Quoted passage:
=== Section Start ===
NEWS STORY: International Church Groups in Holy Land Ready for Iraq War

c. 2003 Religion News Service JERUSALEM _ Basement music rooms have been converted to a “sealed” bomb shelter designed to protect against possible chemical or biological attack. Students have been drilled to get into the rooms in three minutes flat. While international schools elsewhere in Israel and the Middle East region have already closed their […]

c. 2003 Religion News Service

JERUSALEM _ Basement music rooms have been converted to a “sealed” bomb shelter designed to protect against possible chemical or biological attack. Students have been drilled to get into the rooms in three minutes flat.

While international schools elsewhere in Israel and the Middle East region have already closed their doors in anticipation of war, Jerusalem’s Anglican School is determined to keep operating right up until a U.S. attack on Iraq begins _ and resume school as soon as it is deemed safe to do so.
=== Section End ===
(Dataset entries)
=== Section Start ===
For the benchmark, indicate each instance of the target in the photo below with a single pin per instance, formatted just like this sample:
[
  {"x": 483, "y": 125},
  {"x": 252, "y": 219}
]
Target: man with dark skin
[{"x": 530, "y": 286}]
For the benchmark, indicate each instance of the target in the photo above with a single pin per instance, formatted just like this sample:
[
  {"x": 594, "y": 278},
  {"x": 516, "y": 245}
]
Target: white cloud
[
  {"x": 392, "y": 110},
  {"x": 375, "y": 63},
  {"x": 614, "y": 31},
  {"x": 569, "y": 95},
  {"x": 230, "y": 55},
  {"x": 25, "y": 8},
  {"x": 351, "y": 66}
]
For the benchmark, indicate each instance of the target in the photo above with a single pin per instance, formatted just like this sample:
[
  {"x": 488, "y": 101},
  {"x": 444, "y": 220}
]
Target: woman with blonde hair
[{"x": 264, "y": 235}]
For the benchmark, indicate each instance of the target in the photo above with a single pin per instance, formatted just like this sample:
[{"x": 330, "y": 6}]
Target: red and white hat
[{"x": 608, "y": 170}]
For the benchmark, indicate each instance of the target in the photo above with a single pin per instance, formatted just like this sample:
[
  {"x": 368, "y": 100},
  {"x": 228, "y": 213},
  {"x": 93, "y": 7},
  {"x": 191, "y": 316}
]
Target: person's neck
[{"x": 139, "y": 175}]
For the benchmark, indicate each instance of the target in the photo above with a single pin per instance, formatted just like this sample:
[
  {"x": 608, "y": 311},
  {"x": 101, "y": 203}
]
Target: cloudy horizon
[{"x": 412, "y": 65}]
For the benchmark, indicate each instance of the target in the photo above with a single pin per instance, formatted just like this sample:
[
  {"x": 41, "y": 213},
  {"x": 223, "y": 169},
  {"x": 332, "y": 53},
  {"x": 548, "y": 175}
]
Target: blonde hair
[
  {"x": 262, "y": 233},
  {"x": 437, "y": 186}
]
=== Section End ===
Assignment: Copy out word for word the part of the news story about church groups in the Holy Land that begins with the words containing "c. 2003 Religion News Service JERUSALEM" and ends with "safe to do so.". The records were taken from a separate source.

Task output:
c. 2003 Religion News Service JERUSALEM _ Basement music rooms have been converted to a “sealed” bomb shelter designed to protect against possible chemical or biological attack. Students have been drilled to get into the rooms in three minutes flat. While international schools elsewhere in Israel and the Middle East region have already closed their […]

c. 2003 Religion News Service

JERUSALEM _ Basement music rooms have been converted to a “sealed” bomb shelter designed to protect against possible chemical or biological attack. Students have been drilled to get into the rooms in three minutes flat.

While international schools elsewhere in Israel and the Middle East region have already closed their doors in anticipation of war, Jerusalem’s Anglican School is determined to keep operating right up until a U.S. attack on Iraq begins _ and resume school as soon as it is deemed safe to do so.